___ Dataset excerpts ___
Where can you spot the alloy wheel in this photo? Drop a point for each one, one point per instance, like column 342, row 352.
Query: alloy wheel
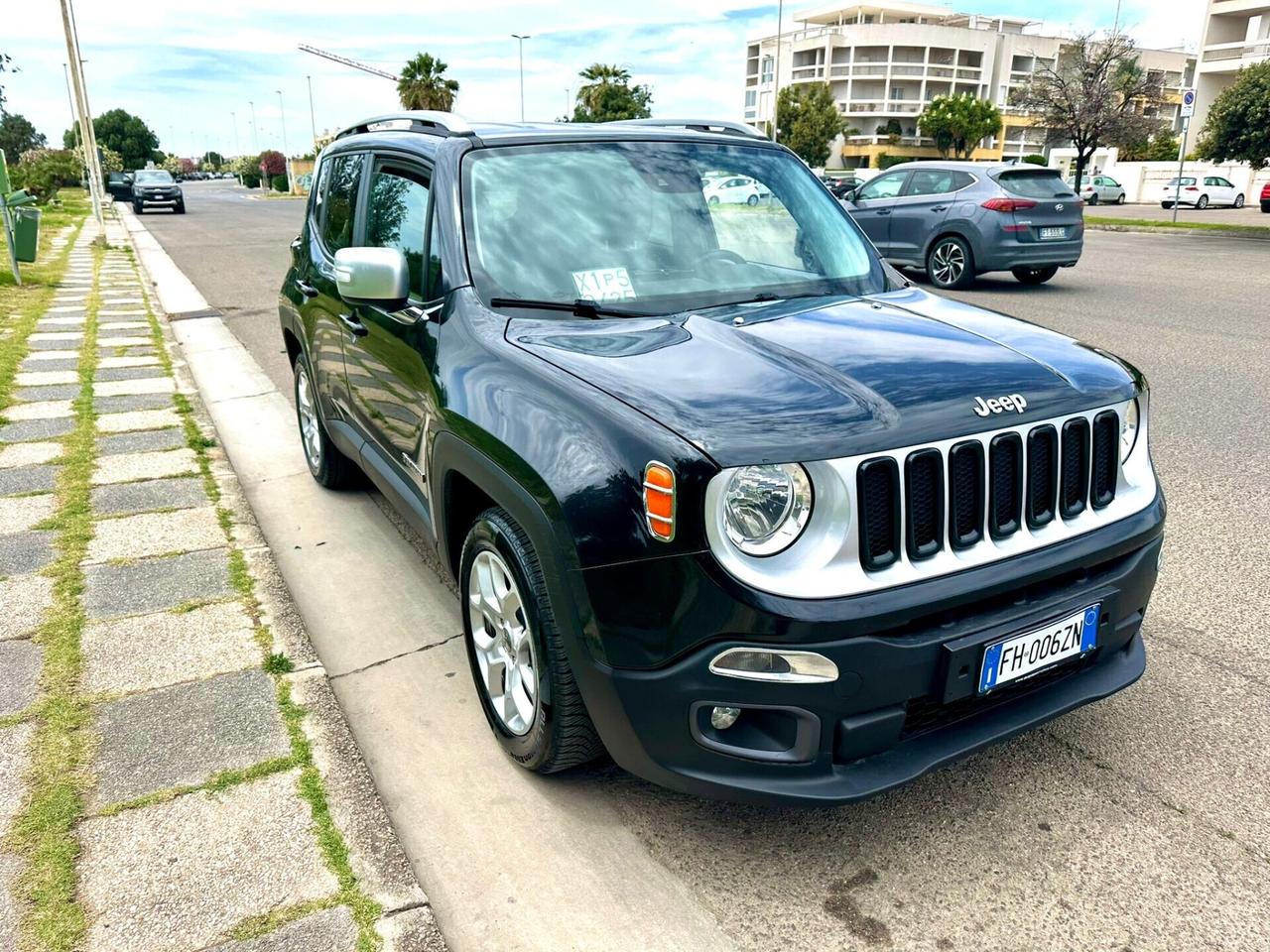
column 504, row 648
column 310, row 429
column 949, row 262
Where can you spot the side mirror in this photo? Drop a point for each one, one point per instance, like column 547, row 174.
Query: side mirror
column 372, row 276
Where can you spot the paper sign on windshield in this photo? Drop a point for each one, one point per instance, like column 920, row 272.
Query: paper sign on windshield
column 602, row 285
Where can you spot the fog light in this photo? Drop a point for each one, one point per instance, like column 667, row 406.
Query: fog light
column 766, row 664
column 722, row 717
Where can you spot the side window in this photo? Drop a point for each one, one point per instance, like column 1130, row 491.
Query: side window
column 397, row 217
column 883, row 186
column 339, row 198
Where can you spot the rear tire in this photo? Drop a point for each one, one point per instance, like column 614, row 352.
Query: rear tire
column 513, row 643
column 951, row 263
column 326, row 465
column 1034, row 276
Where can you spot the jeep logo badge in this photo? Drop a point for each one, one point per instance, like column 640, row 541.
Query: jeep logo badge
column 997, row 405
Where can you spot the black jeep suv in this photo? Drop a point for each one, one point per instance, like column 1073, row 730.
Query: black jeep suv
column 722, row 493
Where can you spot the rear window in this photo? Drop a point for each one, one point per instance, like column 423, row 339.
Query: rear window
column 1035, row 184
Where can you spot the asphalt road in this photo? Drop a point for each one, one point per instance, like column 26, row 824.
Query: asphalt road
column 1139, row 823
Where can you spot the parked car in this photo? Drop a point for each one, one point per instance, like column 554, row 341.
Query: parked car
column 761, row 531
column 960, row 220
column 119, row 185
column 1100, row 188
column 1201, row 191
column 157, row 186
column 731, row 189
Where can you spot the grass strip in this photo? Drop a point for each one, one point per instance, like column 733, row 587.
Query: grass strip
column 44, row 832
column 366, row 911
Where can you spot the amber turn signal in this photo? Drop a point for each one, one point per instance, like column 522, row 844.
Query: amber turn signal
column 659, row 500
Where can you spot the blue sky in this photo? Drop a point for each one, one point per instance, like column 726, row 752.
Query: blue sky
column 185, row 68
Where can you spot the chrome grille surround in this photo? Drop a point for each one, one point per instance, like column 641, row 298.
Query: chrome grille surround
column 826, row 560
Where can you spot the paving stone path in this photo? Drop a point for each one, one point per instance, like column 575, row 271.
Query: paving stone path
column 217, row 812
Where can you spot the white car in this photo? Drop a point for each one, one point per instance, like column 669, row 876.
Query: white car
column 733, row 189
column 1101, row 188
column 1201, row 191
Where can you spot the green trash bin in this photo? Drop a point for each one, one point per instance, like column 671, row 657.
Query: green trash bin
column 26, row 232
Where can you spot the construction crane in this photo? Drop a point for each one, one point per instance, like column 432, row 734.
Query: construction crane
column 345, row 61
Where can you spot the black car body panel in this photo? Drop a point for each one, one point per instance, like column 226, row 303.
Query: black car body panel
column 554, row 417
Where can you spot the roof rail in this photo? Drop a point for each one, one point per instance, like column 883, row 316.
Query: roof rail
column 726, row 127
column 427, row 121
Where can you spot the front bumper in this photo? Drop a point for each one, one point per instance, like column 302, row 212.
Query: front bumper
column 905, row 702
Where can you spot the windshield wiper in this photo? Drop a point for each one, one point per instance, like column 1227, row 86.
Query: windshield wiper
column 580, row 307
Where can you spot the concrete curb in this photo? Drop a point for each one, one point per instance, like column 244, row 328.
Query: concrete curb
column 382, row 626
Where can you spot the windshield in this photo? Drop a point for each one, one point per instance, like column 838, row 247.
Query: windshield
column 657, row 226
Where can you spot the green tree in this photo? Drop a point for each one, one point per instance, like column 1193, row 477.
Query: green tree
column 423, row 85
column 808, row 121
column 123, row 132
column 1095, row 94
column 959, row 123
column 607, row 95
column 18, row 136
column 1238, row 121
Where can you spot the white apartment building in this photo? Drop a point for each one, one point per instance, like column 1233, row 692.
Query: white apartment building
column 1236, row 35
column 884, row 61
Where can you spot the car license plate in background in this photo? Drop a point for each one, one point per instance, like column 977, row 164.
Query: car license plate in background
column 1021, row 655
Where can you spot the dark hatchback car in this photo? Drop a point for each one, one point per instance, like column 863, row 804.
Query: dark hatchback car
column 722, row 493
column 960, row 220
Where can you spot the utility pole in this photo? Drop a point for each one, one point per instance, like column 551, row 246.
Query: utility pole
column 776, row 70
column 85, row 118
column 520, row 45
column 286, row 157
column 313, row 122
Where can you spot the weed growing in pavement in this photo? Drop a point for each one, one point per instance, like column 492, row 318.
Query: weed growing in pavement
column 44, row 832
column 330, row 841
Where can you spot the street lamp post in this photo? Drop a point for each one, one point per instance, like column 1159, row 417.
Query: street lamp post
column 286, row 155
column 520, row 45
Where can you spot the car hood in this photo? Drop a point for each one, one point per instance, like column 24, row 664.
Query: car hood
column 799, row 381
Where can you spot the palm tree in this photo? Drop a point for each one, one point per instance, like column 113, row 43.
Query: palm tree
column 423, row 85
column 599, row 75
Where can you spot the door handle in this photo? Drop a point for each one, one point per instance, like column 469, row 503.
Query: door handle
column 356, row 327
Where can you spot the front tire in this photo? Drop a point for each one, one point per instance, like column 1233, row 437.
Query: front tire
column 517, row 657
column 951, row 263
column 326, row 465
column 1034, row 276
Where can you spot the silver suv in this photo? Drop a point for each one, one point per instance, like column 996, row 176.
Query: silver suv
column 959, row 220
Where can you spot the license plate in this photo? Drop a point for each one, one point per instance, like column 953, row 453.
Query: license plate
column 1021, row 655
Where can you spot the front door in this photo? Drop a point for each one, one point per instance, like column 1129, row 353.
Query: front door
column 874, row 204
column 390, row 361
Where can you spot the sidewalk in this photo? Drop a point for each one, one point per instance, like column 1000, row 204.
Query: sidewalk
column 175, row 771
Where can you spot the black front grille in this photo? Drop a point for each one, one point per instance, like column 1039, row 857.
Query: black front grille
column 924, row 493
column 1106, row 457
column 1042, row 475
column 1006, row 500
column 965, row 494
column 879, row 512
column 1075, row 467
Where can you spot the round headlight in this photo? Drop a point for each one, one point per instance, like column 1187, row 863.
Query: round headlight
___
___ Dataset excerpts ___
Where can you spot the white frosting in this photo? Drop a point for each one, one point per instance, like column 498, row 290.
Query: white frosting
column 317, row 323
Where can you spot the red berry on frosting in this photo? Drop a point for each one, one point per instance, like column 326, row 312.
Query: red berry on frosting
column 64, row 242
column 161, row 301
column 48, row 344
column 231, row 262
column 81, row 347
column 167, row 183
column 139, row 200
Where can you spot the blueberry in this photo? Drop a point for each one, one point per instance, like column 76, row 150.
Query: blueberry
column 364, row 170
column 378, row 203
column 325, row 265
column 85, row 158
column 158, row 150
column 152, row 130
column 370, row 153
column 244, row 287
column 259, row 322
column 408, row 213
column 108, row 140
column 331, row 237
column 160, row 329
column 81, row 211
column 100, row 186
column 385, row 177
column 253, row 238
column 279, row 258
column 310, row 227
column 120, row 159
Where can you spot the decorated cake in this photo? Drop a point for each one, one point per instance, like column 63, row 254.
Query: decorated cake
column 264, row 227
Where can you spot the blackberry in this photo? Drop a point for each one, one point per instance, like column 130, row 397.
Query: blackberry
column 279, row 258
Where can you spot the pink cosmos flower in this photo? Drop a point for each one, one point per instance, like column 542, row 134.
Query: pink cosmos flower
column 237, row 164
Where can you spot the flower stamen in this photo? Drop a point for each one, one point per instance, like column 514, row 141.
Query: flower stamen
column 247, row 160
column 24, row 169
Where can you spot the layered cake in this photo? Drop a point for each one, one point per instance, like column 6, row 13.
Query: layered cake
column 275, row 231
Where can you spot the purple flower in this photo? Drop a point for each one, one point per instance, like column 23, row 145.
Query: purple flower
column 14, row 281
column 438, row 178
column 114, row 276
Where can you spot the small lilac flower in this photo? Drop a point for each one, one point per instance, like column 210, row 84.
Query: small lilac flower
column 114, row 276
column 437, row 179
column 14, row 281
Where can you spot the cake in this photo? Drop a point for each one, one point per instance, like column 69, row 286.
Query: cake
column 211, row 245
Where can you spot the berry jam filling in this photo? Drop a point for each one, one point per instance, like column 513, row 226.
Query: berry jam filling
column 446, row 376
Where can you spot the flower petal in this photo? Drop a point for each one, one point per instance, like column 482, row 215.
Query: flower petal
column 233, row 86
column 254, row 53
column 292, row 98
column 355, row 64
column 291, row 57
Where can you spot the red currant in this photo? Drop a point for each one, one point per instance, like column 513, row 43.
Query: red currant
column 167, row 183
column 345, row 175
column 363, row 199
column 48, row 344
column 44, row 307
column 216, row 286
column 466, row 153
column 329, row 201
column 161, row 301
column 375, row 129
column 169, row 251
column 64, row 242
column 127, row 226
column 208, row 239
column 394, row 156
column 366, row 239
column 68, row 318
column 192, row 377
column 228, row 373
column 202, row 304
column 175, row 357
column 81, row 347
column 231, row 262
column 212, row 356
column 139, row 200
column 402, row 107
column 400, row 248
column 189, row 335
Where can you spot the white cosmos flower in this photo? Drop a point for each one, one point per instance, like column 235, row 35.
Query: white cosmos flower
___
Assignment: Both end lines included, restate word for word the lines above from the line with "Query: black front grille" to the line with "Query: round headlight", and nothing else.

Result of this task:
Query: black front grille
column 924, row 493
column 1106, row 457
column 1042, row 475
column 1006, row 500
column 965, row 494
column 879, row 512
column 1075, row 467
Where can you spot the round headlight in this photo? Drop a point for each one, one point per instance, like column 1187, row 863.
Query: round headlight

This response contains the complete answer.